Seorang penulis memberikan perbandingan yang sangat tajam. Manusia
primitif bahkan lebih baik dalam memuaskan dorongan hasratnya ketimbang
manusia modern. Kehidupan mereka yang nomaden terbebas dari kegelisahan
mental. Manusia primitif tidak menderita sakit jiwa, hingga menghalalkan
segala cara seperti sekarang marak terjadi. Justru karena kemajuan
peradaban dalam bidang teknologi, industri, dan urbanisasi, manusia
modern banyak yang menderita sakit mental yang sangat serius.
Serakah
Pertanyaannya kemudian mengapa justru manusia modern yang secara
sains dan teknologi berada di atas manusia primitif, malah lebih buruk
mentalitasnya? Jawabannya sederhana, manusia modern gagal mengendalikan
diri dari sifat rakus, serakah, alias tamak.

▶ Materi yang Ditampilkan
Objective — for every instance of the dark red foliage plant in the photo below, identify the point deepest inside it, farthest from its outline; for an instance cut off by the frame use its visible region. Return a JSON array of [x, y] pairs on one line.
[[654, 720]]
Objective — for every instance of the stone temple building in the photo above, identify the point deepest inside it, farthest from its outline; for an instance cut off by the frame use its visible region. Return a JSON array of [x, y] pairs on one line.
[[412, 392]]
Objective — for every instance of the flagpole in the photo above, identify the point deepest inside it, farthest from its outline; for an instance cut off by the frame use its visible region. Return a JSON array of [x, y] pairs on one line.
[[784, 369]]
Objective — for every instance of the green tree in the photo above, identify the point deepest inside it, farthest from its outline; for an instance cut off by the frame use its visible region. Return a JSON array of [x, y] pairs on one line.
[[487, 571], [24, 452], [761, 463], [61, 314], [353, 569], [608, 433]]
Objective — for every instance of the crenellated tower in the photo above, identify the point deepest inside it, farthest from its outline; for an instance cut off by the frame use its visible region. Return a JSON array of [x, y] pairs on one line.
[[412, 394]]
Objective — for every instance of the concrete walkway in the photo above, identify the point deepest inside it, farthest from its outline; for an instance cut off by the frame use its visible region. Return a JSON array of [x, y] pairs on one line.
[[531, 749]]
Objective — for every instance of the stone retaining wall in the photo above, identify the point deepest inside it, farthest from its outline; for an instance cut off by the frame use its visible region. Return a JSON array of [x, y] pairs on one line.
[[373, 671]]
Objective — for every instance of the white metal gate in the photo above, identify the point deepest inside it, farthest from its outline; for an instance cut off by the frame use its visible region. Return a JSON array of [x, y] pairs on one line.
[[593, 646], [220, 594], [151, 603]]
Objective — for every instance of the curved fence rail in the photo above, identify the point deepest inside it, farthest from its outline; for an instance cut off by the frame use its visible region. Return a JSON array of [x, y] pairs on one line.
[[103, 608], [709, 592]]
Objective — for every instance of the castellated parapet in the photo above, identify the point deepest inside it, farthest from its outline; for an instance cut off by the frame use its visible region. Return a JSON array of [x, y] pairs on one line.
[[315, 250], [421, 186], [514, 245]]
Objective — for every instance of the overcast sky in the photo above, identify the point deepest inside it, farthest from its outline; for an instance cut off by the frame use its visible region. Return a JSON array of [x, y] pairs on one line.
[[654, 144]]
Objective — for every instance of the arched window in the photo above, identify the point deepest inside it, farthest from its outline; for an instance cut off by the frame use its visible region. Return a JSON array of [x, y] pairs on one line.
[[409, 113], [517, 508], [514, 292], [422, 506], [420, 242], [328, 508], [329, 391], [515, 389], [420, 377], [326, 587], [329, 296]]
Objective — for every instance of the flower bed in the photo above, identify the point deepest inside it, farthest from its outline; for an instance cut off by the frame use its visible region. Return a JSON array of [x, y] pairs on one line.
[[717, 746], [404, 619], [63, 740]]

▶ Petunjuk Tugas
Tolong tulis ulang bagian bacaan tentang manusia primitif dan modern, dari "Seorang penulis memberikan" sampai "serakah, alias tamak.", dengan mengganti "kegelisahan" menjadi "kecemasan". Catatan-catatan ini diambil dari sumber lain.

▶ Jawaban Lengkap
Seorang penulis memberikan perbandingan yang sangat tajam. Manusia
primitif bahkan lebih baik dalam memuaskan dorongan hasratnya ketimbang
manusia modern. Kehidupan mereka yang nomaden terbebas dari kecemasan
mental. Manusia primitif tidak menderita sakit jiwa, hingga menghalalkan
segala cara seperti sekarang marak terjadi. Justru karena kemajuan
peradaban dalam bidang teknologi, industri, dan urbanisasi, manusia
modern banyak yang menderita sakit mental yang sangat serius.
Serakah
Pertanyaannya kemudian mengapa justru manusia modern yang secara
sains dan teknologi berada di atas manusia primitif, malah lebih buruk
mentalitasnya? Jawabannya sederhana, manusia modern gagal mengendalikan
diri dari sifat rakus, serakah, alias tamak.